DIRECTIONS FOR THIS TASK:
Identify every line in the data below that contains the word "shrub", and copy each such line in full.

INFORMATION SUPPLIED:
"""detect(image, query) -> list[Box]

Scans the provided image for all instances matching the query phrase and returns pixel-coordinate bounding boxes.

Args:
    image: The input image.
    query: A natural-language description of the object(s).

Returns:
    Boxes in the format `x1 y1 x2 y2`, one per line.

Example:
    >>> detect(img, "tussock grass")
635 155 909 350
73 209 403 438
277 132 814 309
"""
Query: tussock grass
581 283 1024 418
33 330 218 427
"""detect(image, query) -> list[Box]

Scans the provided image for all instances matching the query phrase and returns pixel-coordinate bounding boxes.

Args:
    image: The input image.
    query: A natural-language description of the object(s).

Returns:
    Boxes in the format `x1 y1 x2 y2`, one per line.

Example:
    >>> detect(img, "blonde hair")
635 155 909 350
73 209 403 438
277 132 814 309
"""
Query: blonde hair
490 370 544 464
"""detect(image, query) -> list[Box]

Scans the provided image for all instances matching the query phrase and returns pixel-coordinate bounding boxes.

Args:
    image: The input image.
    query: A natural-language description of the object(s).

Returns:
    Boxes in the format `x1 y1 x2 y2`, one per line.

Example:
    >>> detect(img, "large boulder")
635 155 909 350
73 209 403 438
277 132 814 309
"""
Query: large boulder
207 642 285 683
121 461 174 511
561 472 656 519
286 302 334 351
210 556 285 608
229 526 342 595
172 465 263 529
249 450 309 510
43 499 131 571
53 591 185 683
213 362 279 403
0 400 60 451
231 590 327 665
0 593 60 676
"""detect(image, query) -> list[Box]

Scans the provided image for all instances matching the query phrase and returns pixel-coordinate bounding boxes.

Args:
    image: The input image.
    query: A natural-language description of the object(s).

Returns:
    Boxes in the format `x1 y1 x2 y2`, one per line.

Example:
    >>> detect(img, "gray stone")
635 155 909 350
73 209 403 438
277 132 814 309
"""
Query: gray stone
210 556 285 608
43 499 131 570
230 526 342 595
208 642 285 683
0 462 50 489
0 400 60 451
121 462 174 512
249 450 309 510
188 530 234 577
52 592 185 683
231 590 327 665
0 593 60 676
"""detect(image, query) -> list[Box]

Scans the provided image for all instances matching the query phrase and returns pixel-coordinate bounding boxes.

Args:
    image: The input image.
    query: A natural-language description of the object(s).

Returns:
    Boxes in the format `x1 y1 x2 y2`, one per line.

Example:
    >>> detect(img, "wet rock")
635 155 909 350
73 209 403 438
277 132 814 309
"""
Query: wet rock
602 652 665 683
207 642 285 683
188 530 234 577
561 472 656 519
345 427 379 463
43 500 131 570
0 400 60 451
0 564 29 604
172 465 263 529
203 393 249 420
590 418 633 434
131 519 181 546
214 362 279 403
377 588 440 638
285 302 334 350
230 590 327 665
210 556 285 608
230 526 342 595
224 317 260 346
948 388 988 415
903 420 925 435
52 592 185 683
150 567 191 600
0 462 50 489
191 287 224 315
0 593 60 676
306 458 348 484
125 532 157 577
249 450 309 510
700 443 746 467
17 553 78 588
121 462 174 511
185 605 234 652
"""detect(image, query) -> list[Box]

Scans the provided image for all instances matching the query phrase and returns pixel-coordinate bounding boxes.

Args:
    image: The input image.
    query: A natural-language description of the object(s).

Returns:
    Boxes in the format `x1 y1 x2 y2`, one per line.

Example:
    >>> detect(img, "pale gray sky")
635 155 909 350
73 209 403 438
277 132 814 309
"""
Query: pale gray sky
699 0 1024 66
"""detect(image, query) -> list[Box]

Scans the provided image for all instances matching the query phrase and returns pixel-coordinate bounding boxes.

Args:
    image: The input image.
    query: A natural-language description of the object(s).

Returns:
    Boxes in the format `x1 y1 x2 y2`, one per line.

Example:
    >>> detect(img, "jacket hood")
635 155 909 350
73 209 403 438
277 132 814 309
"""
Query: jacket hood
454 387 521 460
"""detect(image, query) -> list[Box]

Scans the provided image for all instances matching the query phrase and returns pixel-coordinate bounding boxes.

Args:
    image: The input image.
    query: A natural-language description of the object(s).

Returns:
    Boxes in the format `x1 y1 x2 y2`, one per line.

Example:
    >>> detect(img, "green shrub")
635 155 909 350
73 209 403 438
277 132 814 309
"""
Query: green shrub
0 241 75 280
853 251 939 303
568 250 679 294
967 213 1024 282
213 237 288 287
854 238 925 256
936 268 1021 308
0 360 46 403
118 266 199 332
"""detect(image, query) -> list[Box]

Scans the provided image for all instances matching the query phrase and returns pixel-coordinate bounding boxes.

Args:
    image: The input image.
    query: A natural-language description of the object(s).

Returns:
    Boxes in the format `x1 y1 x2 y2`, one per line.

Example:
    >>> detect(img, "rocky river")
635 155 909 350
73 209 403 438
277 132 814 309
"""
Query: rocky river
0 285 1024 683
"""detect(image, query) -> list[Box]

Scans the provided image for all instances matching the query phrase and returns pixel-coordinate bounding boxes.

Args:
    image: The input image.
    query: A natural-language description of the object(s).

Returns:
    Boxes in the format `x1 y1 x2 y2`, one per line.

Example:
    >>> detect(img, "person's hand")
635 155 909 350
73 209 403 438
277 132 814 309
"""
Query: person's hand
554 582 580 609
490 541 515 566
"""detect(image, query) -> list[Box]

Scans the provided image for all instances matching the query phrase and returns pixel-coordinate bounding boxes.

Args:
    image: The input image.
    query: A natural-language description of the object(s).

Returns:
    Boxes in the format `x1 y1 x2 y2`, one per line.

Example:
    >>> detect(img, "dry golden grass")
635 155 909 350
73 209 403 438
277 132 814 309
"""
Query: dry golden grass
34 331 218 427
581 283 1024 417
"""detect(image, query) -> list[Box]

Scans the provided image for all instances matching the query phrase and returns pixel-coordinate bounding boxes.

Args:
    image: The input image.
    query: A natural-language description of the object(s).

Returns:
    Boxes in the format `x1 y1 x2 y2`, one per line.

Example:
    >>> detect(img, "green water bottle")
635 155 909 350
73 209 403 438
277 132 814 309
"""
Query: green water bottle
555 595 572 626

CORRECT OUTPUT:
    >>> detect(img, "green shrub")
Query: green shrub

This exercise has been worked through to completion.